Exercise objective
In the forum thread, rewrite the part starting at "### Re: tritium" and ending at "Not to worry.", substituting "reactor" for "fusor".

Passage
+---+

How would a 500 watts reactor produce 800-2000 rem (a letal dose)! Unless it was overloaded in the 10 MW range.

What is the conversion ratio for Rad to Rem at 2.45 MeV?

Cheers,

### Re: FAQ - D-D fusion - Energy - Flux - Dose

Posted: Mon Aug 18, 2008 9:29 pm
I just answered my question, a RAD is 100000 J/gram, a factor of 10^5. Then you multiply by a Q of about 10 to get to Rem.

Everything then seem to fit. Sorry for the confusion.

### Re: tritium dose.

Posted: Tue Aug 19, 2008 2:43 pm
The answer to your question is simply tritium production and environmental contamination about a fusor occurs at a point so distant that none of us could ever reach it. Period.

We talk in isiotopic emission of n/sec. The big boys talk in flux of n/sqcm/sec

I doubt if 10e12 n/sec, isotropic, from a fusor would produce a tritium level that would be worrisome based on our operational times. Again, the x-rays and neuts, themselves, would be the major worry at this level. (Which we could never attain)

Based on Frank's 10e19 atoms per curie, the fusor at 10e12 n/sec would produce only 0.1uCi per second. Not to worry.

The body sheds T quickly, again, a big plus.

Unless you stick your pump's exhaust pipe in your mouth at 10e12n/sec you need fear naught.

I don't know about others, but I vent my pump system to the great out of doors. This is mostly to avoid oil mists. T outside is a non issue, of course.

Dearest creator, will we ever be free of tritium issues constantly popping up as being useful fuel in a running fusor, (which it is not), or creating an imminent danger to ourselves and our beloved pets? (which it is not) Alas, I fear we shall forever be lashed to the wheel of both false joy and false fear due to the tritium issue.

Mathematical machinations will tell the tale, but many would rather cry and wail. For numbers great and small are oft something heard as a distant call. Reason and logic are hoped to abound, but alas, they are rarely found.

Radiation, asbestos and lead are the current demons in our head. To rid them of our space we toil with the result, our lives we foil.

Richard Hull

I'm a poet and don't know it, but my feet show it....They are Longfellows.

+---+

Data extract
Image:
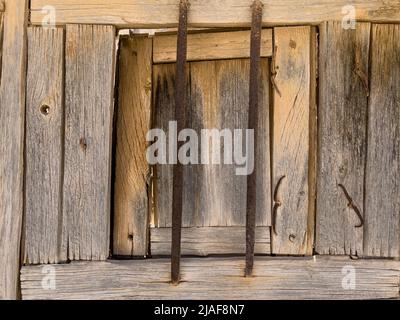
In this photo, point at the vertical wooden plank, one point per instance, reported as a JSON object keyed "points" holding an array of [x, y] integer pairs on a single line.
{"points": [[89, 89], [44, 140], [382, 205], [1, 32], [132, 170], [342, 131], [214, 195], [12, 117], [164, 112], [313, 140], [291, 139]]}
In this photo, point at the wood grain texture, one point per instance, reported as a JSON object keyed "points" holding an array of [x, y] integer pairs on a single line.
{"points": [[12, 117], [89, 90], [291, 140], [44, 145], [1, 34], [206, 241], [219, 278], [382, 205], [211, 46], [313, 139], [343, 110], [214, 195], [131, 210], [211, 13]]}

+---+

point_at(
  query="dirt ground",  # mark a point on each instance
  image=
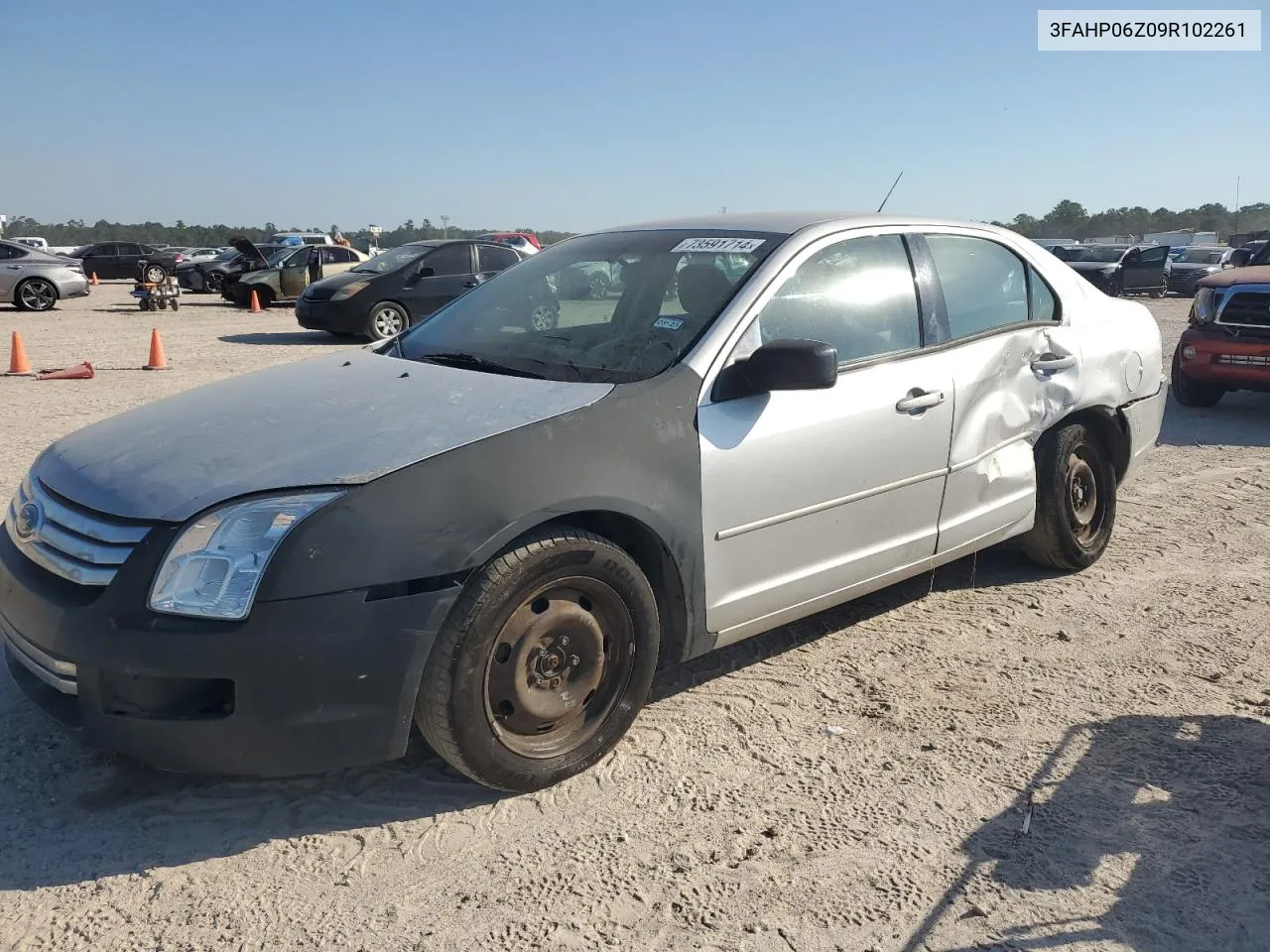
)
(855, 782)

+---+

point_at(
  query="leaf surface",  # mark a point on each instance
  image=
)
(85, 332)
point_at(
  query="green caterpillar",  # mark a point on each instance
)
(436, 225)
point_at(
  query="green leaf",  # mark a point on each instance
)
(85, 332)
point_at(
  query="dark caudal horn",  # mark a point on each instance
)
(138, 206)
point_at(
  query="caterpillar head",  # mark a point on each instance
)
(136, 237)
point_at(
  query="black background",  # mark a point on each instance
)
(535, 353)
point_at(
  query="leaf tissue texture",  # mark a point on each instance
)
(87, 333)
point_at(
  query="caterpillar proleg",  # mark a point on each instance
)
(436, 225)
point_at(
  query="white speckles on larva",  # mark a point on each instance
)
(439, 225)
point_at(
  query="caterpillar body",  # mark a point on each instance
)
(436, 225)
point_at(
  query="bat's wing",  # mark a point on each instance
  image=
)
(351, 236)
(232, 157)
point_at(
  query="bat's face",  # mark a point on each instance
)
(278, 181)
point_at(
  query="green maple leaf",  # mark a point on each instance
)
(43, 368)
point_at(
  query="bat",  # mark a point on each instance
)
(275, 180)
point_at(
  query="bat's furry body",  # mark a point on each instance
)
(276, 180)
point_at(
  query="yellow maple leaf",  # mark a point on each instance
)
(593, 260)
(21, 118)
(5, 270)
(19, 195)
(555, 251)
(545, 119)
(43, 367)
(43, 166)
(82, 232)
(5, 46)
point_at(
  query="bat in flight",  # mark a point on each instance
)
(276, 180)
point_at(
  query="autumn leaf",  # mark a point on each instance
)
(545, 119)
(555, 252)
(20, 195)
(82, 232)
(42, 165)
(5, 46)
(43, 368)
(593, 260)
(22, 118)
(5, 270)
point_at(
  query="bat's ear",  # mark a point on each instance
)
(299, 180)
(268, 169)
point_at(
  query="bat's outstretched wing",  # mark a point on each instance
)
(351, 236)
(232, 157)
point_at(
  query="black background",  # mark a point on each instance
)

+---+

Exercise response
### Re: tritium dose.

Posted: Tue Aug 19, 2008 2:43 pm
The answer to your question is simply tritium production and environmental contamination about a reactor occurs at a point so distant that none of us could ever reach it. Period.

We talk in isiotopic emission of n/sec. The big boys talk in flux of n/sqcm/sec

I doubt if 10e12 n/sec, isotropic, from a reactor would produce a tritium level that would be worrisome based on our operational times. Again, the x-rays and neuts, themselves, would be the major worry at this level. (Which we could never attain)

Based on Frank's 10e19 atoms per curie, the reactor at 10e12 n/sec would produce only 0.1uCi per second. Not to worry.